## Text segment
MMD-Flagger: Leveraging Maximum Mean Discrepancy to Detect Hallucinations
Kensuke Mitsuzawa, Damien Garreau
TL;DR
This paper tackles the challenge of hallucinations in large language models by proposing MMD-Flagger, a white-box detector that does not rely on external models. The method generates a hypothesis and multiple stochastic samples across a grid of temperatures, then uses Maximum Mean Discrepancy to measure distributional distances between the hypothesis and samples, tracking an MMD trajectory to detect hallucinations. Empirical results on machine translation and summarization benchmarks show that MMD-Flagger achieves competitive recall and precision across datasets and kernel configurations, with robustness to vectorization choices. The approach offers a practical, self-contained tool for hallucination detection in critical applications, and points toward interpretability enhancements via kernel-based feature importance analyses.

## Given information
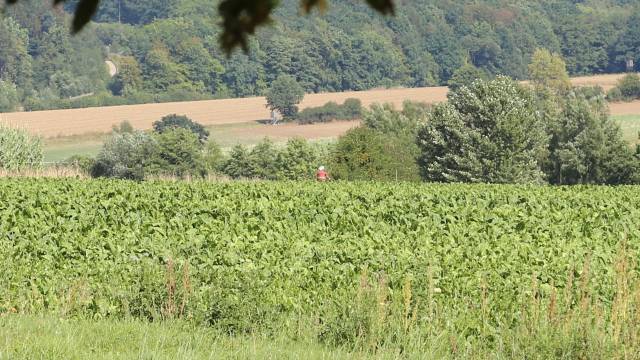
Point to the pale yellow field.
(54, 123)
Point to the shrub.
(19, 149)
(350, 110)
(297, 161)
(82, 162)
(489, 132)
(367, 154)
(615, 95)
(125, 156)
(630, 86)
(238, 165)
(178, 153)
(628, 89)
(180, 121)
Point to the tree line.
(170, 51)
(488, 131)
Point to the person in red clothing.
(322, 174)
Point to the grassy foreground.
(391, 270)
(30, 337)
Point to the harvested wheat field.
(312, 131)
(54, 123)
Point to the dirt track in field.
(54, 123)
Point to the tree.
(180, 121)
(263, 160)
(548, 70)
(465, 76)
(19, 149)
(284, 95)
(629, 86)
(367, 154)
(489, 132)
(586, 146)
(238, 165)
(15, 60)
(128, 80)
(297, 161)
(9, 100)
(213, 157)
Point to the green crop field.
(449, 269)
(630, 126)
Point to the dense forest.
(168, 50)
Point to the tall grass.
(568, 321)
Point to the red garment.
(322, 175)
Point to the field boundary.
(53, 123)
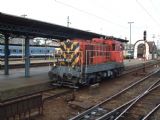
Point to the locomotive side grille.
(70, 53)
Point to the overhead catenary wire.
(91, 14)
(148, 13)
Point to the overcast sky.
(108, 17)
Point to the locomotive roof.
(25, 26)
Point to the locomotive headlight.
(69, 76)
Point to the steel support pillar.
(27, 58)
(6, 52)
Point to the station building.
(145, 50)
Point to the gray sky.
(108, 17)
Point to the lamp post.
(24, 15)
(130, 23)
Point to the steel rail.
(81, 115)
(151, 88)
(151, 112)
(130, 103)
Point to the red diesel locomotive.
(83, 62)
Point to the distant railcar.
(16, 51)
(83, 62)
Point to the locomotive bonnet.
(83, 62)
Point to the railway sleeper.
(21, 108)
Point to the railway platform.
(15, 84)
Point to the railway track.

--

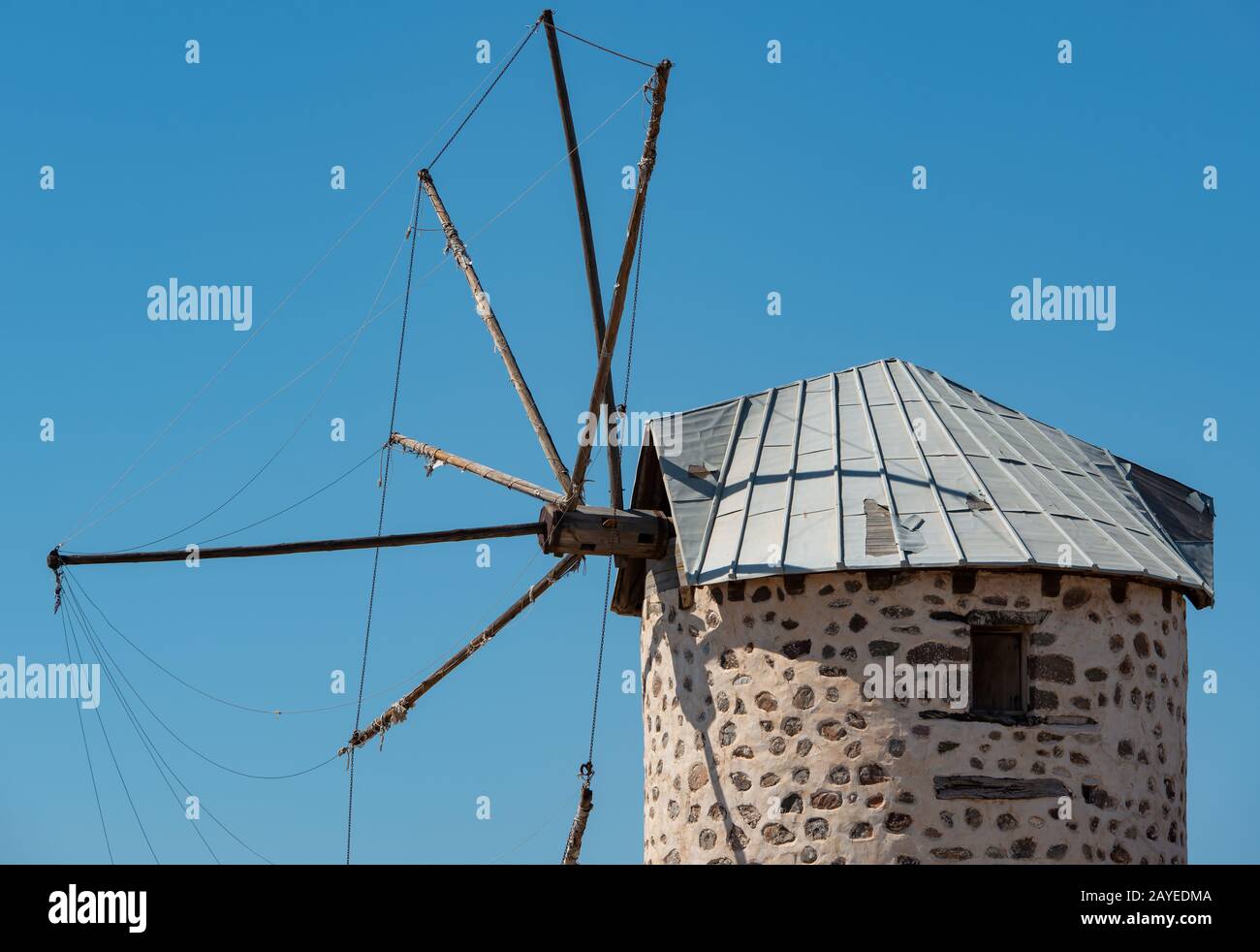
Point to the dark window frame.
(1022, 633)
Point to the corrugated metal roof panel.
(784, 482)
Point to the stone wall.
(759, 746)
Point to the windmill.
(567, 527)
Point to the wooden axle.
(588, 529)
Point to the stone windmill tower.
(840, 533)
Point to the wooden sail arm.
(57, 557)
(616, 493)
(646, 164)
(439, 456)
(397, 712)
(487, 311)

## Task to complete
Can you carry the MMD-Flagger summary forward from its last sentence? The material comes from a different source than the text.

## Reply
Abstract
Large language models (LLMs) have become pervasive in our everyday life. Yet, a fundamental obstacle prevents their use in many critical applications: their propensity to generate fluent, human-quality content that is not grounded in reality. The detection of such hallucinations is thus of the highest importance. In this work, we propose a new method to flag hallucinated content: MMD-Flagger. It relies on Maximum Mean Discrepancy (MMD), a non-parametric distance between distributions. On a high-level perspective, MMD-Flagger tracks the MMD between the output to inspect and counterparts generated with various temperature parameters. We show empirically that inspecting the shape of this trajectory is sufficient to detect most hallucinations. This novel method is benchmarked on machine translation and summarization datasets, on which it exhibits competitive performance relative to natural competitors.